• **Testo**:
"""
L'atteggiamento verso Salvini e verso il pensionato che dice che non ne può più di tutti questi immigrati non può essere lo stesso. I razzisti vanno combattuti, gli xenofobi persuasi.
Sul web, nelle strade, nei bar: i discorsi razzisti – e conseguentemente gli atteggiamenti dello stesso segno – sono ormai dilaganti. La Sardegna, nonostante qualcuno cerchi di idealizzare un immaginario e atavico spirito di accoglienza innato, non è esente da questo processo infame che vede persone, magari buonissime nella vita di ogni giorno, restare indifferenti o addirittura gioire di fronte alla disperazione dei migranti o all’ennesima tragedia del mare.
Come tutti i fenomeni umani, anche questo è complesso e sfaccettato. Potrebbe essere molto utile affrontare la questione attraverso la differenziazione delle parole per indicare atteggiamenti diversi.
La proposta, che ha un valore politico intrinseco e non è una mera questione di precisione semantica, è la seguente: distinguere tra razzismo e xenofobia. Il razzismo è un atteggiamento fondato sulla credenza della divisione dell’umanità in razze, fatto smentito definitivamente da decenni dalla scienza sia nell’ambito dell’antropologia medica che in quello dell’antropologia culturale. Ne consegue una visione discriminatoria e coscientemente emarginazzante dei gruppi etnici differenti, generalmente finalizzata a scopi politici. La xenofobia, potrebbe essere allora intesa, con riferimento all’etimologia greca della parola, come la paura dello straniero. Paura, appunto, dunque un sentimento irrazionale, non cosciente e non finalizzato ad alcunché. Paura che spesso è dettata da ignoranza, anche senza far riferimento a chissà quali livelli di analfabetismo, nel senso che un laureato con quattro master può essere xenofobo perché non ha la minima conoscenza dei fondamenti dell’antropologia culturale o gli mancano nozioni elementari di storia e geografia.
Qual è il valore politico di questa precisazione? Si tratta di distinguere due obiettivi nella lotta contro il razzismo/xenofobia imperante. Da un lato i razzisti, gli imprenditori politici della paura – Salvini, Fusaro, eccetera – e dall’altra le persone normali, xenofobe perché condizionate dai razzisti, perché l’essere umano innatamente è diffidente verso lo straniero e per ignoranza di discipline che favoriscono la convivenza e affievoliscono le naturali tensioni interculturali. Contro i primi è lecito qualsiasi mezzo, sempre all’interno di una visione tattica intelligente; contro i secondi, l’arma è la persuasione, la gentilezza e la pazienza, ma soprattutto una programmazione culturale e scolastica finalizzata a creare dimestichezza con lo straniero, non paura, perché la paura finisce sempre per diventare odio.
"""
• **Estratti dei dati**:
"""
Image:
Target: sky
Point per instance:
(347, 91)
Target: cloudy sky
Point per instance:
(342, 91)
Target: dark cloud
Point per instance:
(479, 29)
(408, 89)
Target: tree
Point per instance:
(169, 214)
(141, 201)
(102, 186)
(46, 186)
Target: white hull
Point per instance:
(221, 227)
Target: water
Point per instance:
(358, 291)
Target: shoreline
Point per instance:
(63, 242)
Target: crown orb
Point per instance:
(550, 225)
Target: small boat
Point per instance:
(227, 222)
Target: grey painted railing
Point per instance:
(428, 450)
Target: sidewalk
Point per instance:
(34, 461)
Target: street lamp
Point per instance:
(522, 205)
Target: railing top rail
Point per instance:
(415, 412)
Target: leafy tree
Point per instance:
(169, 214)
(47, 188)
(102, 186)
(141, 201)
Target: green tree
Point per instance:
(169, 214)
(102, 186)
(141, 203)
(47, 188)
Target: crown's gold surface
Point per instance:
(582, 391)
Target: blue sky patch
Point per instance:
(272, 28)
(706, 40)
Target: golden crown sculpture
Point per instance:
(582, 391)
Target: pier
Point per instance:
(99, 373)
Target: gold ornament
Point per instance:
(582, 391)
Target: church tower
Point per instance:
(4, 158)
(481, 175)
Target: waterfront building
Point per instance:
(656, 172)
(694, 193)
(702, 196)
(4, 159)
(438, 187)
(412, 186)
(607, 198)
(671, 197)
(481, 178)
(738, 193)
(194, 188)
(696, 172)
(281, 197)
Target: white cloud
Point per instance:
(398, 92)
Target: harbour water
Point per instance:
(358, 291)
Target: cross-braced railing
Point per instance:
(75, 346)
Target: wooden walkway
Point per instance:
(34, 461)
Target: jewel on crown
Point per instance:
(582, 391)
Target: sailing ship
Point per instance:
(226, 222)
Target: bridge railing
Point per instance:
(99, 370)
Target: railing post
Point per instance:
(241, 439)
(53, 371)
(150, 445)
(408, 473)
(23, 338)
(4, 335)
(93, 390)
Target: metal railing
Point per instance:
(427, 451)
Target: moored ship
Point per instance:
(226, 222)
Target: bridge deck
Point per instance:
"""
• **Istruzioni del compito**:
Modifica il passo del testo su razzismo e xenofobia che va da "Come tutti i" fino a "indicare atteggiamenti diversi." compreso: ricopialo sostituendo "complesso" con "articolato".

• **Spazio risposta**:
Come tutti i fenomeni umani, anche questo è articolato e sfaccettato. Potrebbe essere molto utile affrontare la questione attraverso la differenziazione delle parole per indicare atteggiamenti diversi.